**EXERCISE DESCRIPTION:** Would you write out the records below exactly as given?

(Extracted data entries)
.....
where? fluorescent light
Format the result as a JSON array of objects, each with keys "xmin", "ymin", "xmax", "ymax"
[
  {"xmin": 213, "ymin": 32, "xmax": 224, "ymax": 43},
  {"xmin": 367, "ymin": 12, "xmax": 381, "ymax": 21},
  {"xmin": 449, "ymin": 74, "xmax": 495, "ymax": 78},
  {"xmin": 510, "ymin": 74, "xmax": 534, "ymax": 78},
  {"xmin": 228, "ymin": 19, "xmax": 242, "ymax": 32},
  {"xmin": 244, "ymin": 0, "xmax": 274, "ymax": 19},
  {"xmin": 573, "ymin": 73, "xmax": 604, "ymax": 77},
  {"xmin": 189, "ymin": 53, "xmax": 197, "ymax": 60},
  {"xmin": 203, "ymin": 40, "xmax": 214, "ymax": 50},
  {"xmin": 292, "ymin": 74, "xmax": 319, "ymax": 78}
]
.....
**TASK SOLUTION:**
where? fluorescent light
Format the result as a JSON array of objects, each with keys "xmin", "ymin", "xmax", "ymax"
[
  {"xmin": 213, "ymin": 32, "xmax": 224, "ymax": 43},
  {"xmin": 367, "ymin": 12, "xmax": 381, "ymax": 21},
  {"xmin": 449, "ymin": 74, "xmax": 495, "ymax": 78},
  {"xmin": 510, "ymin": 74, "xmax": 534, "ymax": 78},
  {"xmin": 228, "ymin": 19, "xmax": 242, "ymax": 32},
  {"xmin": 244, "ymin": 0, "xmax": 274, "ymax": 19},
  {"xmin": 573, "ymin": 73, "xmax": 604, "ymax": 77},
  {"xmin": 189, "ymin": 53, "xmax": 197, "ymax": 60},
  {"xmin": 203, "ymin": 40, "xmax": 214, "ymax": 50},
  {"xmin": 292, "ymin": 74, "xmax": 319, "ymax": 78}
]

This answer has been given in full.